• [EXERCISE DIRECTIONS] Go through the data below and copy each line that includes "positive".

• [Stored data]
━━━━━━━━

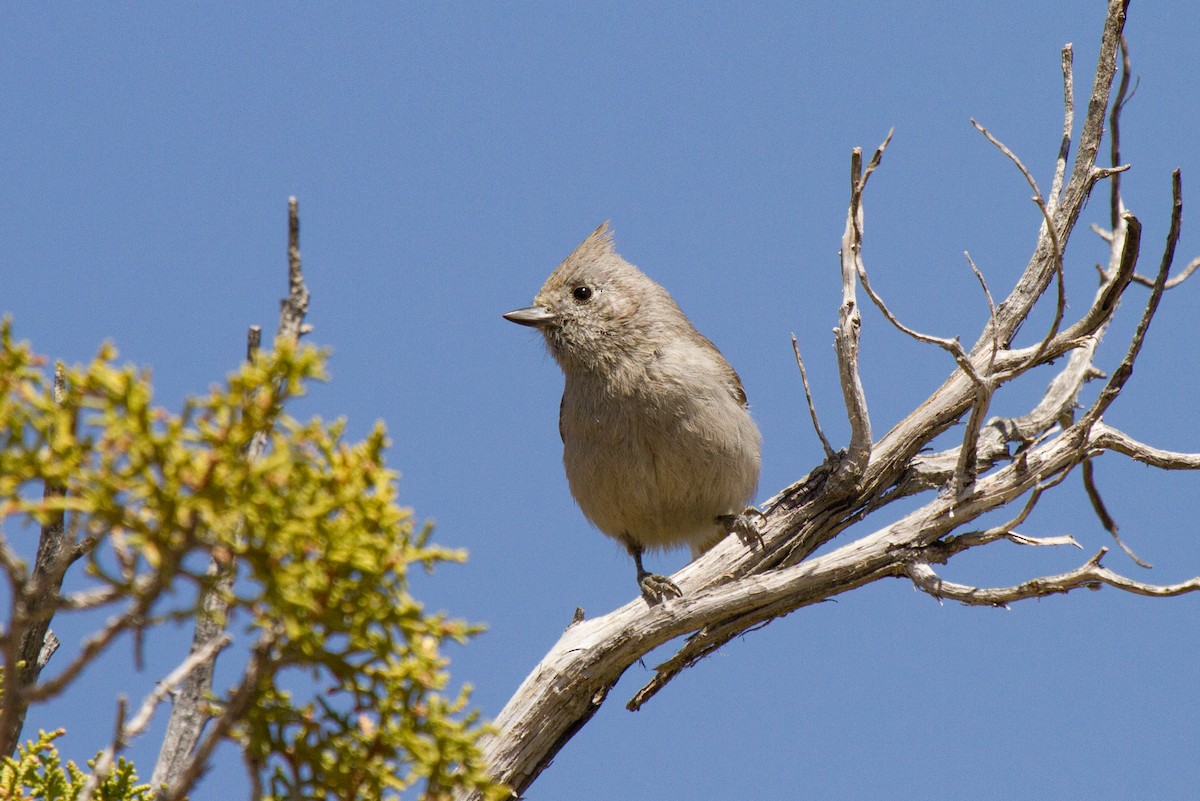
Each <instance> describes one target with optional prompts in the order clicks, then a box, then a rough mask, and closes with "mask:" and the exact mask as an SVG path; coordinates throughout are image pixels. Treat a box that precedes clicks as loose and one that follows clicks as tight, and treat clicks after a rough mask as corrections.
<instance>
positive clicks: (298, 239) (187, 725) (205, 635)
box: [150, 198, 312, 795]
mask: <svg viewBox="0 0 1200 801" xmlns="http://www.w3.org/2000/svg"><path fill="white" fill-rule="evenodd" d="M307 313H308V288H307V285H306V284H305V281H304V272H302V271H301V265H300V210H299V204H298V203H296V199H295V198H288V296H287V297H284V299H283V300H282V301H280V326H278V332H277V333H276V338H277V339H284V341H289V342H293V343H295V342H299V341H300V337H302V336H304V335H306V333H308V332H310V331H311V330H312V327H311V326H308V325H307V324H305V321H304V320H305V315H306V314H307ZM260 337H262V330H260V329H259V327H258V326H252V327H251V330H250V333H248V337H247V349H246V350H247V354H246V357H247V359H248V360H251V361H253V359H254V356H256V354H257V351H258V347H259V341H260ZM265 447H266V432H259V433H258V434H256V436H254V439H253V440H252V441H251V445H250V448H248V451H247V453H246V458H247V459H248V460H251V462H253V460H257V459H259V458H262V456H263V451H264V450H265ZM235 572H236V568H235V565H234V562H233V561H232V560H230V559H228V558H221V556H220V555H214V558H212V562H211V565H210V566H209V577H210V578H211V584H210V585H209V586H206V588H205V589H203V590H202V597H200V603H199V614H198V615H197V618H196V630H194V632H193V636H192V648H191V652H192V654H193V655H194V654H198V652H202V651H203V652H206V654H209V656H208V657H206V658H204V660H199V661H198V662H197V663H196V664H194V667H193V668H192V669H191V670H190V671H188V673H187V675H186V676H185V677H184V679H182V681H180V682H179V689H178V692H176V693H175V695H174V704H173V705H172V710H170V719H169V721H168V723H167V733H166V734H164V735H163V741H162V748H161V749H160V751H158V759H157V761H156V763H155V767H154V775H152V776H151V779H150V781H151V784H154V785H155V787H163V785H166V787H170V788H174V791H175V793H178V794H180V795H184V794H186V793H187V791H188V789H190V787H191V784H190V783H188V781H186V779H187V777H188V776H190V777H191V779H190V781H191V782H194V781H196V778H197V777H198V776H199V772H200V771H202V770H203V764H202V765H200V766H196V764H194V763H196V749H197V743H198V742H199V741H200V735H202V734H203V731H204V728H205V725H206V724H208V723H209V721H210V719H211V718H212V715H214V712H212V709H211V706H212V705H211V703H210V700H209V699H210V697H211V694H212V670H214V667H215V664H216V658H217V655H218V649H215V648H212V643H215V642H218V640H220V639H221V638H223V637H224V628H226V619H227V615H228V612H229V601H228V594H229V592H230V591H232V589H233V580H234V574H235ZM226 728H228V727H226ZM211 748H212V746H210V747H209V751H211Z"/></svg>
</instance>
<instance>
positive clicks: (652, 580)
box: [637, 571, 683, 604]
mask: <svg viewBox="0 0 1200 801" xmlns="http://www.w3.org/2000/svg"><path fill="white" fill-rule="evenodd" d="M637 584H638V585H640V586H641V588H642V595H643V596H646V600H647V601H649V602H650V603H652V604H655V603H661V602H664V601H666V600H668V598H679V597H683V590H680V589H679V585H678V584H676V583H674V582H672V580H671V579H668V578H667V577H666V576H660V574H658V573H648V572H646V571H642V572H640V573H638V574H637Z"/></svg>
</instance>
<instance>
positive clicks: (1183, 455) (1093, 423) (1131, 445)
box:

━━━━━━━━

• [COMPLETED TASK]
positive clicks: (298, 239) (187, 725) (205, 635)
positive clicks: (652, 580)
positive clicks: (1183, 455) (1093, 423) (1131, 445)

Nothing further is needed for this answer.